(Beginning of Data provided)

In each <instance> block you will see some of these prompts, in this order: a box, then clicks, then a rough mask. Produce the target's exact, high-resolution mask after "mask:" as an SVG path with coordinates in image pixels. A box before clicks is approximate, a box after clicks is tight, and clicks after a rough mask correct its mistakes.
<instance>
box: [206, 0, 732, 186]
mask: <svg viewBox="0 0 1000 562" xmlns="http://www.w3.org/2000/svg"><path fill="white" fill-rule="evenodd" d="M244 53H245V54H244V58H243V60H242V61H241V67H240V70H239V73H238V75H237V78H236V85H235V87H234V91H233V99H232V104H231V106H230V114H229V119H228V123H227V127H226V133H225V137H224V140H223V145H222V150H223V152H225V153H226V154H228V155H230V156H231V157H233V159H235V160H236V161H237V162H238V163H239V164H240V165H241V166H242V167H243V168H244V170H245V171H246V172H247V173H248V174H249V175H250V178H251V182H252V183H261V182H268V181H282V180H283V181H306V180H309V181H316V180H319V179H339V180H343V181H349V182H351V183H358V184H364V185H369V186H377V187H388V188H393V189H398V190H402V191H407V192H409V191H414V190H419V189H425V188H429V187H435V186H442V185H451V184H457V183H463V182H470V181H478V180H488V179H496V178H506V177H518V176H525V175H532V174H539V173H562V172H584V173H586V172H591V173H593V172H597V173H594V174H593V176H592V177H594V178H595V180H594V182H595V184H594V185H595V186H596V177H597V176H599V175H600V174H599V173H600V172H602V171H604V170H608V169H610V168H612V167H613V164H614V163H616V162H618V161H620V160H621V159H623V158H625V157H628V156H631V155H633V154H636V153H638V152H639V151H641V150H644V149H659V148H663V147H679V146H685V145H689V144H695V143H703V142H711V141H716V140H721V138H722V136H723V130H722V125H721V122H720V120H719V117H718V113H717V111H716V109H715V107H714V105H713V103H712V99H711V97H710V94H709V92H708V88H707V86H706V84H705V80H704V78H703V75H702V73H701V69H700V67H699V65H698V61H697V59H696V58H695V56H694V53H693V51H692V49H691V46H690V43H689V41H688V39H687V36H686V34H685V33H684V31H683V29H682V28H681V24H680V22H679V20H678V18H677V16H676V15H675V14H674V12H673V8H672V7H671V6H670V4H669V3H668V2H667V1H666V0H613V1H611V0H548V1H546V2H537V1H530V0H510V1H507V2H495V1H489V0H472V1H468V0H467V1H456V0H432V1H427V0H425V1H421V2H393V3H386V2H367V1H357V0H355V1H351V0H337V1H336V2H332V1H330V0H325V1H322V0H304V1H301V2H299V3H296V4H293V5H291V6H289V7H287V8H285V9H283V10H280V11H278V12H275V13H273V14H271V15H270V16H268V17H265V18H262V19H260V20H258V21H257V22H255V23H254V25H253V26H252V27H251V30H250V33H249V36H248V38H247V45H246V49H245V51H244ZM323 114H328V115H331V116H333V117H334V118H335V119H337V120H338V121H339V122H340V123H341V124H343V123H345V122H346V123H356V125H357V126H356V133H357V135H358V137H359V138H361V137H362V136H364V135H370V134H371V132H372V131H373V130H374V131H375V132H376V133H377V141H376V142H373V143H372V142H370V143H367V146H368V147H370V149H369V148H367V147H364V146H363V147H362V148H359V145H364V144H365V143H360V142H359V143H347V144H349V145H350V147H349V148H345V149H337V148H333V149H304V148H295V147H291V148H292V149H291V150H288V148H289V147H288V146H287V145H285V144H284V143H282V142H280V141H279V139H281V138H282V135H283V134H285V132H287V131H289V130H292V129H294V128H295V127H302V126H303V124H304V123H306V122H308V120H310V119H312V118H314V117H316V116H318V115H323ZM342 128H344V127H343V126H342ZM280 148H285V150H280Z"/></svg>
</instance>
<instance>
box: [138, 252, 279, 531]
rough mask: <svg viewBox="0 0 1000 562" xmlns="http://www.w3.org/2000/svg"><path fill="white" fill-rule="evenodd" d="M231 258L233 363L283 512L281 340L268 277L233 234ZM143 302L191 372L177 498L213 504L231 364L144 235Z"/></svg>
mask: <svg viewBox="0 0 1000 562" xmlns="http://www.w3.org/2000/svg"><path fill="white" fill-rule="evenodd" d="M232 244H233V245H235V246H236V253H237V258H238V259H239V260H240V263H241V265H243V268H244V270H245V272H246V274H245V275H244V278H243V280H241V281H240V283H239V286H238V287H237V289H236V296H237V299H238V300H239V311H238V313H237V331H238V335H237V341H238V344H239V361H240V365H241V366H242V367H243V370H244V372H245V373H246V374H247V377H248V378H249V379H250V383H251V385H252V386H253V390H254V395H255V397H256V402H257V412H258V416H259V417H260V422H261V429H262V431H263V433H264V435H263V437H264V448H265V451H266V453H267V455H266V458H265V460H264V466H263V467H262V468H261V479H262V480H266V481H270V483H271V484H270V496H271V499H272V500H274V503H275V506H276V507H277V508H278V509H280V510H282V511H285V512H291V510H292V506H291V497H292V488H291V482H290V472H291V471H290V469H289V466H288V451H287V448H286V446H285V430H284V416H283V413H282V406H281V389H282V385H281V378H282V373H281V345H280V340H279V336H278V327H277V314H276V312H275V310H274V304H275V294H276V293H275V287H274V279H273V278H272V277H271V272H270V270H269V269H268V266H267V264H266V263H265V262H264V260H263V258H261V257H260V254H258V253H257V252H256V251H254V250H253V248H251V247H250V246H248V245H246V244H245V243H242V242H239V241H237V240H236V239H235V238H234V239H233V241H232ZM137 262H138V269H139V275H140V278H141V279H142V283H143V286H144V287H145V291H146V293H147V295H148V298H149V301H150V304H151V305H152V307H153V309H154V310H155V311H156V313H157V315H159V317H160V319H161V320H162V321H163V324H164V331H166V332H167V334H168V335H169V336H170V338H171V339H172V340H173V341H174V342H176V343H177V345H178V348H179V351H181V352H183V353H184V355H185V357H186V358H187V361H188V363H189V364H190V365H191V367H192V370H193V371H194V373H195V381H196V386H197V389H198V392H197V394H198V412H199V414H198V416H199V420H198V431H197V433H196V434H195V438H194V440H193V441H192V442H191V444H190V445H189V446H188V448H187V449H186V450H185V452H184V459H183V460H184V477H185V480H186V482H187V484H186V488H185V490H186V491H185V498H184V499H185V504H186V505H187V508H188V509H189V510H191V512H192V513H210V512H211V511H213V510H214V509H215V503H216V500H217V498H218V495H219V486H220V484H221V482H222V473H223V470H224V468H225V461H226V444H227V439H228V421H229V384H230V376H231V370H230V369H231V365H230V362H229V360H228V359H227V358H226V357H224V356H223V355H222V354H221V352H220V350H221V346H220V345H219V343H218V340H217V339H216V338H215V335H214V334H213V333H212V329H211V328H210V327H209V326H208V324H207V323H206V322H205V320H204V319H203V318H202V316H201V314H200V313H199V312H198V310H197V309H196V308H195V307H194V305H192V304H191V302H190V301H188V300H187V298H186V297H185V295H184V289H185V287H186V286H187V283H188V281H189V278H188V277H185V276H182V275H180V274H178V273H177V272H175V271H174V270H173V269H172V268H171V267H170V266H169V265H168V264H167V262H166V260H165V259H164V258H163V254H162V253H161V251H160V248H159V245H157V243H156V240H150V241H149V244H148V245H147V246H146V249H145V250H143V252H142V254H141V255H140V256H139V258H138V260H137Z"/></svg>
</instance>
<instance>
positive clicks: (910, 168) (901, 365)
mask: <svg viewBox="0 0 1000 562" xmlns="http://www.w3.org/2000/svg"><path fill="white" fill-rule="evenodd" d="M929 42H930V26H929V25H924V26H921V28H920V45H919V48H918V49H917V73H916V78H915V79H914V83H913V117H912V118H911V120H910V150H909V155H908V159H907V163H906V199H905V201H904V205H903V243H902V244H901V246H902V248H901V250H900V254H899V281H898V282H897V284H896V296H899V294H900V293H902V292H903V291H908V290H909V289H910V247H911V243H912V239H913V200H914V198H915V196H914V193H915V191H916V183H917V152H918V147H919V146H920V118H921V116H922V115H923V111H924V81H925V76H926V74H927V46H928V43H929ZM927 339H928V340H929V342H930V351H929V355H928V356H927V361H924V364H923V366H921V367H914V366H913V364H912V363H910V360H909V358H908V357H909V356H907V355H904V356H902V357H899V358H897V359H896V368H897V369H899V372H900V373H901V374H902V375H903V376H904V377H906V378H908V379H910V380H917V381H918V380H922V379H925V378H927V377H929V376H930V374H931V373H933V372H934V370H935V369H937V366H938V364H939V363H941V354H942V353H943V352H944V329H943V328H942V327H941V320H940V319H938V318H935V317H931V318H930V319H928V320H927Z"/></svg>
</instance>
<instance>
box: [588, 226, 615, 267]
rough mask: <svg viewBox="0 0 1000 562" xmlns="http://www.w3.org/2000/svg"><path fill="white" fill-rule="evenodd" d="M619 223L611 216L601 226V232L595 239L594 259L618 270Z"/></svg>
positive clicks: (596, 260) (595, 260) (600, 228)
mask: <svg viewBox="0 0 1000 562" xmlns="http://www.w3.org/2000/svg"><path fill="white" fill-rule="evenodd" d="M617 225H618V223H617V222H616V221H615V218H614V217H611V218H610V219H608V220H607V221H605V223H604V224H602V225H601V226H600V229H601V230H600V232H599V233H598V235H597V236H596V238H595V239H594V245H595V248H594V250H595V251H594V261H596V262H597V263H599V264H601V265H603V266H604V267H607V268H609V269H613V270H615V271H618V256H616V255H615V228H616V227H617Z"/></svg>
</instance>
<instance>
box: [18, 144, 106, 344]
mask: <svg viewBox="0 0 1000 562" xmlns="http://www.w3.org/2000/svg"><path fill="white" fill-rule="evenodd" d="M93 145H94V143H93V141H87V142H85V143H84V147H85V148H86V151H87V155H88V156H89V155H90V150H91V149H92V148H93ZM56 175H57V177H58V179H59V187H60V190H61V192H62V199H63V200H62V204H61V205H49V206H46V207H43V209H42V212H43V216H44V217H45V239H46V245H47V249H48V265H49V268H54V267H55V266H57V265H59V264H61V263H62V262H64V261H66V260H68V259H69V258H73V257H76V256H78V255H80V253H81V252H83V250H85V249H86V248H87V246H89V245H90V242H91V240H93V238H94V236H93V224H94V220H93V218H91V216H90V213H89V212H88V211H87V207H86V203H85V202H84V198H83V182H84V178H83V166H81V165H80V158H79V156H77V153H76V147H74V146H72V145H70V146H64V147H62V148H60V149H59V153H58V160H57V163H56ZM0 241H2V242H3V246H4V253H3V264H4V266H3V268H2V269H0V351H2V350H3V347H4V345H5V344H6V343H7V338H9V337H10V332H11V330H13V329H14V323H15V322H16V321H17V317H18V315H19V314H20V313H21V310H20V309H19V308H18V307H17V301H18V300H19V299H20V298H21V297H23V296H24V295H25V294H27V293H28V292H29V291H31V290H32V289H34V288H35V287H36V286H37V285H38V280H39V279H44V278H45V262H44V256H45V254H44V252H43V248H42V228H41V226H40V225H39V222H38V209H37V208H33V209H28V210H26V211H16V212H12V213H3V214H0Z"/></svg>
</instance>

(End of Data provided)

- **Assigned task**: Which lines in the records above include the word "positive"? Copy them out.

- **Exercise response**:
positive clicks: (910, 168) (901, 365)
positive clicks: (596, 260) (595, 260) (600, 228)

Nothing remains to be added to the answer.